▶ Source passage
■ ■ ■ ■ ■ ■ ■

Childcare Choices

With the federal election fast approaching childcare has been getting some attention as an election issue. The Childcare Advocacy Association of Canada has asked that we Take the Pledge to Vote Childcare. They provide information about where all the parties stand so voters can make informed decisions.

I usually prefer to stay out of politics and just use my blog to highlight my adventures with the children in my licensed family childcare home but this is an important issue and so I wanted to share some stories of the people I have met throughout my years in childcare. These are not all the choices available – just some of the home based options that I have experienced over the years as a parent before I became a licensed childcare provider and throughout my childcare career.

There is a young mom speaking in broken English – she is very excited because today is her last ‘Intro to Family Childcare’ class and she will soon be on her way to becoming a licensed childcare provider. She has developed her business plan and is looking forward to becoming a productive citizen in this amazing country she now calls home. Realizing her dream of opening her own business will also provide quality childcare to others in her community so they can attend school and go to work.

There was the young man who went to college and earned his Early Childhood Educator Diploma. He worked in a childcare center for several years – his female colleagues valued having a male role model in their facility. His employers, the children he cares for and their families all speak very highly of him. He and his wife have their first child and he decides to open a licensed family childcare home so he can stay at home with his child and still continue to work in the job he loves. Even with his excellent references and the high demand for childcare he has difficulty filling spaces. Many parents are reluctant to place their children in his care because a man staying home to care for children is not the norm.

Another provider in an upscale neighbourhood lives in a beautiful 3000 square foot home most of which is off limits to the children she cares for. She has a dedicated childcare space in her basement. She offers a very structured academic program geared toward older preschool and school-age children. She is very selective about which children she will enroll. When she does have a vacancy she screens through many applicants to find a child that will fit in to her program well.

A couple living in the inner city are both licensed family childcare providers. Together they care for children 24/7 and accommodate parents who work various shifts.

Now, at this point I’d like to say that I’ve met some absolutely excellent unlicensed childcare providers who are operating within legal numbers. An unlicensed childcare home is not regulated in any way other than ratio/max number of children in care – no more than four children under 12 years of age of which no more than two are under two years of age including the providers own children.

Some offer wonderful environments and fantastic programming but are simply uninterested or unwilling to put in the effort required to become licensed. If they are only providing care for preschool children the one extra child (four for unlicensed, five for licensed) isn’t much of an incentive. Especially once you take into consideration that many unlicensed providers charge higher fees than those licensed providers whose fees are set by the province.

Most unlicensed providers and the parents who enroll their children in these programs are unaware that these programs require additional commercial insurance – without it their standard homeowners insurance is void if they operate a home based business licensed or not. Business insurance is required for licensed providers yet even with this separate insurance some providers still have issues with getting basic homeowners insurance.

Let’s now consider some of the illegal unlicensed childcare providers I’ve come across over the years

The young mom on mat leave after the birth of her second child. She also cares for two children of a friend of hers to help out just until she goes back to work. With a total of only four children including her own she is within legal childcare numbers – but she’s not reporting her income to EI.

■ ■ ■ ■ ■ ■ ■

▶ Task instructions
#1 From the childcare article, list each individual provider or couple the writer describes as an example.
#2 Continue the childcare article from the point where it stops.

■ ■ ■ ■ ■ ■ ■

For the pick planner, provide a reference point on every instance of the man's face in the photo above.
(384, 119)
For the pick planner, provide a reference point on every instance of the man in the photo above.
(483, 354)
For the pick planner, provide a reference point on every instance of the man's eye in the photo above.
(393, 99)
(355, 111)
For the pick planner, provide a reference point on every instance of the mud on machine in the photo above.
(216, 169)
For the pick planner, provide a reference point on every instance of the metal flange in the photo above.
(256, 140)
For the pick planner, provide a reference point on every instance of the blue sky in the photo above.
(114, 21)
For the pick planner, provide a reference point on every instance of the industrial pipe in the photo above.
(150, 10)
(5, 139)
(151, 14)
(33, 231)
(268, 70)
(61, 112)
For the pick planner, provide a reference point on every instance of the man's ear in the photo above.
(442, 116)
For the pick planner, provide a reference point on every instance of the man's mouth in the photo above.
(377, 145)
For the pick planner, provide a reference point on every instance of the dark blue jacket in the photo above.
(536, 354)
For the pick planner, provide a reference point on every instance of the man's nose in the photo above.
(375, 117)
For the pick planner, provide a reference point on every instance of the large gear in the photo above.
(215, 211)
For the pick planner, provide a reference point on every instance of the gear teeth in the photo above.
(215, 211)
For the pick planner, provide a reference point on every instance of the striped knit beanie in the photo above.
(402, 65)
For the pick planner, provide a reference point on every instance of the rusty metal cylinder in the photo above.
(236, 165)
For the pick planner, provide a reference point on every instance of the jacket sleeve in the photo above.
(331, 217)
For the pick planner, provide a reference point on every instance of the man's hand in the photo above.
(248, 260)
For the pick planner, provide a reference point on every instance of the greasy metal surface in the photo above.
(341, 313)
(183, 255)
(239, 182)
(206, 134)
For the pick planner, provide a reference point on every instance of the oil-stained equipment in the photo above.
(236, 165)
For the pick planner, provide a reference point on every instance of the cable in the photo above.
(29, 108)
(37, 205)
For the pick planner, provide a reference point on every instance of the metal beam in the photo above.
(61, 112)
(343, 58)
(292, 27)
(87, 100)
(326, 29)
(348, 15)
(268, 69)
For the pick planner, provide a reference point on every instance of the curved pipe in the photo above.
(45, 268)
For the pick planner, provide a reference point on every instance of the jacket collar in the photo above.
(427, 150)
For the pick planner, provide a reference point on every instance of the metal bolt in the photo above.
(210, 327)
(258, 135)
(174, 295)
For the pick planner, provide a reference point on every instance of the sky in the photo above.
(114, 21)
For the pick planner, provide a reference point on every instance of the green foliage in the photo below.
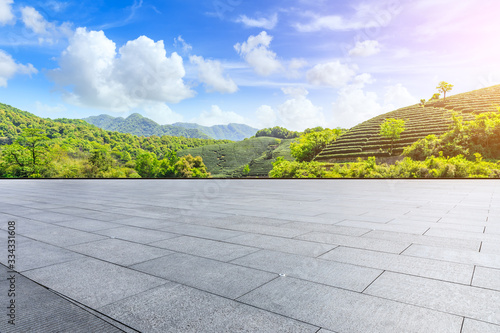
(312, 143)
(294, 169)
(435, 97)
(246, 170)
(69, 148)
(277, 132)
(480, 135)
(391, 129)
(443, 87)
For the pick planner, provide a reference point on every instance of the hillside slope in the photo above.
(228, 160)
(363, 140)
(141, 126)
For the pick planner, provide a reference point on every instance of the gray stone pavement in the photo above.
(252, 255)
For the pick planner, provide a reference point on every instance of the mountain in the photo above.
(141, 126)
(363, 140)
(235, 132)
(138, 125)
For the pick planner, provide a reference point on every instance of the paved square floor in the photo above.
(252, 255)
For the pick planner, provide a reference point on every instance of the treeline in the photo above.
(31, 146)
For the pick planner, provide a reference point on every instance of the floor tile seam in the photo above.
(458, 315)
(475, 262)
(90, 310)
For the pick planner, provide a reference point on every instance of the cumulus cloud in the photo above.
(211, 73)
(365, 49)
(266, 117)
(257, 54)
(9, 68)
(161, 113)
(92, 73)
(6, 15)
(333, 74)
(180, 42)
(367, 15)
(298, 112)
(218, 117)
(265, 23)
(355, 105)
(48, 31)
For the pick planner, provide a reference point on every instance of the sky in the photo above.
(294, 63)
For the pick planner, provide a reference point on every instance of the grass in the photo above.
(363, 140)
(228, 160)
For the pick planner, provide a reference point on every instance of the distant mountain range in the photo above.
(141, 126)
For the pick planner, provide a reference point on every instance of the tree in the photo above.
(443, 87)
(27, 152)
(392, 128)
(311, 144)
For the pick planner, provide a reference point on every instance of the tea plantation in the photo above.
(363, 140)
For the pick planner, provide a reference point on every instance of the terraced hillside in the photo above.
(363, 140)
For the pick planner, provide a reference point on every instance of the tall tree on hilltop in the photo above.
(444, 87)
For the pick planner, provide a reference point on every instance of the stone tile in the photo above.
(486, 278)
(471, 302)
(202, 231)
(191, 310)
(346, 311)
(490, 247)
(269, 230)
(413, 229)
(435, 269)
(62, 236)
(474, 326)
(93, 282)
(453, 255)
(472, 245)
(119, 252)
(135, 234)
(332, 273)
(217, 277)
(281, 244)
(88, 224)
(480, 236)
(356, 242)
(205, 248)
(32, 254)
(329, 228)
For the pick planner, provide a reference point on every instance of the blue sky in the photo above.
(293, 63)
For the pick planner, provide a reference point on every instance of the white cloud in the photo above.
(333, 74)
(266, 117)
(9, 68)
(354, 105)
(34, 21)
(365, 49)
(92, 74)
(6, 15)
(180, 42)
(298, 112)
(257, 54)
(210, 72)
(366, 16)
(218, 117)
(161, 113)
(398, 96)
(294, 67)
(265, 23)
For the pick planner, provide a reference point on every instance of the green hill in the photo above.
(228, 160)
(138, 125)
(363, 140)
(141, 126)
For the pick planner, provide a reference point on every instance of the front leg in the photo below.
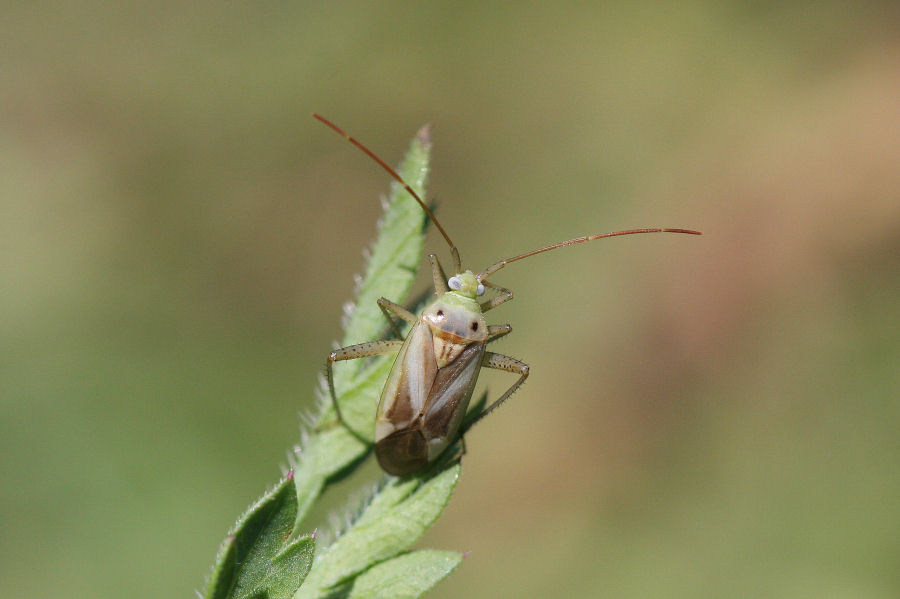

■ ■ ■ ■ ■ ■ ■

▶ Answers to the problems
#1
- The young mom speaking in broken English who is finishing her last "Intro to Family Childcare" class and will soon become a licensed childcare provider
- The young man with an Early Childhood Educator Diploma who opens a licensed family childcare home but has difficulty filling spaces
- The provider in an upscale neighbourhood who runs a structured academic program in her basement and is very selective about enrollment
- The couple in the inner city who are both licensed family childcare providers and care for children 24/7
- The young mom on mat leave who cares for a friend's two children but isn't reporting her income to EI

#2
In the parking lot of a middle class neighbourhood an older woman loads 14 kindergarten and school-age children into the side door of her minivan. It is raining and she doesn’t want them all to walk today – she’s a good driver and she’s only going a short distance so not using seatbelts is OK. She is not licensed to care for these children and most of the parents are aware of this but there is no before/after school program in this school, all these parents need to work and she only charges $5/day. The children will probably just watch TV for the hour or so until their parents get home.

The wonderful mother of three preschool children. She also has three other unrelated infants in her care. Infant care is very hard to find so these parents are thrilled to have found her. Everyone here is aware that this unlicensed facility has over the legal number of children allowed but the parents have no concerns regarding the quality of care their little ones are receiving. Hopefully there will never be an issue. This type of over numbers, unlicensed reflects on the character, values and integrity of those who chose it. It also paves the way for more unlicensed providers.

Ultimately I think I’d like to see ALL childcare facilities be required to be licensed. That might eliminate some of the confusion parents face regarding choosing childcare. All restaurants require licenses and inspections – it doesn’t matter if they are part of a large chain, a small family owned/run business or a mobile truck/cart – good or bad they have a license and rules they must follow in order to keep it. Why is childcare not given the same value – are the children not important?

I know, licensing is a Provincial issue – not a Federal election concern but just for a moment let’s think about that. In my little neighbourhood there are at least four unlicensed childcare providers for every licensed provider. Most of these unlicensed providers are operating within legal numbers but few are reporting their income.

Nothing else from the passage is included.